Data -
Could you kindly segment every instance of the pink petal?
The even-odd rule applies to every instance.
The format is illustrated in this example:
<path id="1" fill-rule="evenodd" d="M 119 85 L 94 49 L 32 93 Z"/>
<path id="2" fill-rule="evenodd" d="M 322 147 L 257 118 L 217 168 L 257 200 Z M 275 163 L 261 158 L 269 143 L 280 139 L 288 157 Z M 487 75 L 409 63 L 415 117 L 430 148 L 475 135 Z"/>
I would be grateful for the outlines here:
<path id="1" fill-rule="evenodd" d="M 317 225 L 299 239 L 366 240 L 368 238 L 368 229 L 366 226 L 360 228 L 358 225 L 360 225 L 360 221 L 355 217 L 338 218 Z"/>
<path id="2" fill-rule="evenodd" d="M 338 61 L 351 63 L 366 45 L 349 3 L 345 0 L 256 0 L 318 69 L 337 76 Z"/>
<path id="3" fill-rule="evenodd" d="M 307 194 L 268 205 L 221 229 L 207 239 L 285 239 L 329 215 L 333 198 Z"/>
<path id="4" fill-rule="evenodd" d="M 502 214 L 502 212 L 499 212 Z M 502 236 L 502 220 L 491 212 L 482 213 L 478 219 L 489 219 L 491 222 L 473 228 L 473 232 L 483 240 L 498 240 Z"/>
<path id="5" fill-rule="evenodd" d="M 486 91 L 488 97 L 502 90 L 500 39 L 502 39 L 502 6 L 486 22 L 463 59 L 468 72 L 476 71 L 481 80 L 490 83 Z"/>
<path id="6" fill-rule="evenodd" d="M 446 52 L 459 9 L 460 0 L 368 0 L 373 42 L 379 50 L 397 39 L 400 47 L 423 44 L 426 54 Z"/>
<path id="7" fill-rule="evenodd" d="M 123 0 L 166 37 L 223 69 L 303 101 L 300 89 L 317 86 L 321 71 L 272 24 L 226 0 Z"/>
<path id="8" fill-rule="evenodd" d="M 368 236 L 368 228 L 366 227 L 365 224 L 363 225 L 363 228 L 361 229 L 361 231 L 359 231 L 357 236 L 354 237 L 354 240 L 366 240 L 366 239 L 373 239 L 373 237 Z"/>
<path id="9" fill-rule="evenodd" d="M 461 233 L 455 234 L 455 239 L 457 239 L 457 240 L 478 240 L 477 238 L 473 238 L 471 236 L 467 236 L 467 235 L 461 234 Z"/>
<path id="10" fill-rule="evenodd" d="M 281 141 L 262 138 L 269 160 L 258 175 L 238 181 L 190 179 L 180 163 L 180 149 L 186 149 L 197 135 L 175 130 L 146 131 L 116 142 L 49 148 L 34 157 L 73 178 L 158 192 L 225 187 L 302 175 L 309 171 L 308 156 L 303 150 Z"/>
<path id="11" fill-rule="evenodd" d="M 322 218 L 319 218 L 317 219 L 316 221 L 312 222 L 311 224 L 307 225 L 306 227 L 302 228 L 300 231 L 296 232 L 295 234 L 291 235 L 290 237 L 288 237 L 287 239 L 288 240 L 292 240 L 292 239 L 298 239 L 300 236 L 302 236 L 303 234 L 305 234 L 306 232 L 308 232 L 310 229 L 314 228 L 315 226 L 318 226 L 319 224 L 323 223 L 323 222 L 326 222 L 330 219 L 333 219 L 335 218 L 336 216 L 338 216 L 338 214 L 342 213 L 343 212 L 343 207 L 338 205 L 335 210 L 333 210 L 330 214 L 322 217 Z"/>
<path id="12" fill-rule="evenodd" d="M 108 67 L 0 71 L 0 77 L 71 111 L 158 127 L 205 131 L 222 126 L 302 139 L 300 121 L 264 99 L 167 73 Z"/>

Work instruction -
Transcribe each of the records above exactly.

Exercise solution -
Could you kindly segment every instance of the pink petal?
The even-odd rule applies to every instance.
The format is illustrated in this example:
<path id="1" fill-rule="evenodd" d="M 119 85 L 94 49 L 32 93 Z"/>
<path id="2" fill-rule="evenodd" d="M 322 147 L 257 118 L 217 168 L 257 200 Z M 275 163 L 261 158 L 269 143 L 280 139 L 288 157 Z M 487 75 L 409 63 L 415 117 L 430 148 L 475 135 Z"/>
I would be grateful for the outlines here:
<path id="1" fill-rule="evenodd" d="M 317 225 L 299 239 L 366 240 L 368 238 L 368 229 L 366 226 L 360 228 L 358 225 L 360 225 L 360 221 L 355 217 L 338 218 Z"/>
<path id="2" fill-rule="evenodd" d="M 338 61 L 351 63 L 366 45 L 349 3 L 345 0 L 256 0 L 318 69 L 337 76 Z"/>
<path id="3" fill-rule="evenodd" d="M 307 194 L 268 205 L 221 229 L 207 239 L 285 239 L 329 215 L 333 198 Z"/>
<path id="4" fill-rule="evenodd" d="M 502 214 L 502 212 L 499 212 Z M 502 236 L 502 220 L 491 212 L 482 213 L 478 219 L 489 219 L 491 222 L 473 228 L 473 232 L 483 240 L 498 240 Z"/>
<path id="5" fill-rule="evenodd" d="M 486 91 L 488 97 L 502 90 L 500 39 L 502 39 L 502 6 L 486 22 L 463 59 L 468 72 L 476 71 L 481 80 L 490 83 Z"/>
<path id="6" fill-rule="evenodd" d="M 446 52 L 459 9 L 460 0 L 368 0 L 373 42 L 379 50 L 397 39 L 400 47 L 423 44 L 426 54 Z"/>
<path id="7" fill-rule="evenodd" d="M 123 0 L 166 37 L 223 69 L 303 101 L 300 89 L 317 86 L 321 71 L 272 24 L 226 0 Z"/>
<path id="8" fill-rule="evenodd" d="M 368 236 L 368 228 L 366 227 L 365 224 L 363 225 L 363 228 L 361 229 L 361 231 L 359 231 L 357 236 L 354 237 L 354 240 L 366 240 L 366 239 L 373 239 L 373 237 Z"/>
<path id="9" fill-rule="evenodd" d="M 461 233 L 455 234 L 455 239 L 457 239 L 457 240 L 478 240 L 477 238 L 473 238 L 471 236 L 467 236 L 467 235 L 461 234 Z"/>
<path id="10" fill-rule="evenodd" d="M 281 141 L 262 138 L 269 160 L 258 175 L 238 181 L 190 179 L 180 163 L 180 149 L 186 149 L 197 135 L 175 130 L 146 131 L 116 142 L 49 148 L 34 157 L 73 178 L 158 192 L 225 187 L 302 175 L 309 171 L 308 156 L 303 150 Z"/>
<path id="11" fill-rule="evenodd" d="M 322 218 L 319 218 L 317 219 L 316 221 L 312 222 L 311 224 L 307 225 L 306 227 L 302 228 L 300 231 L 296 232 L 295 234 L 291 235 L 290 237 L 288 237 L 287 239 L 288 240 L 292 240 L 292 239 L 298 239 L 300 236 L 302 236 L 303 234 L 305 234 L 306 232 L 308 232 L 310 229 L 314 228 L 315 226 L 318 226 L 319 224 L 323 223 L 323 222 L 326 222 L 330 219 L 333 219 L 335 218 L 336 216 L 338 216 L 338 214 L 342 213 L 343 212 L 343 207 L 338 205 L 335 210 L 333 210 L 330 214 L 322 217 Z"/>
<path id="12" fill-rule="evenodd" d="M 108 67 L 0 71 L 0 77 L 71 111 L 158 127 L 205 131 L 222 126 L 302 139 L 300 121 L 264 99 L 167 73 Z"/>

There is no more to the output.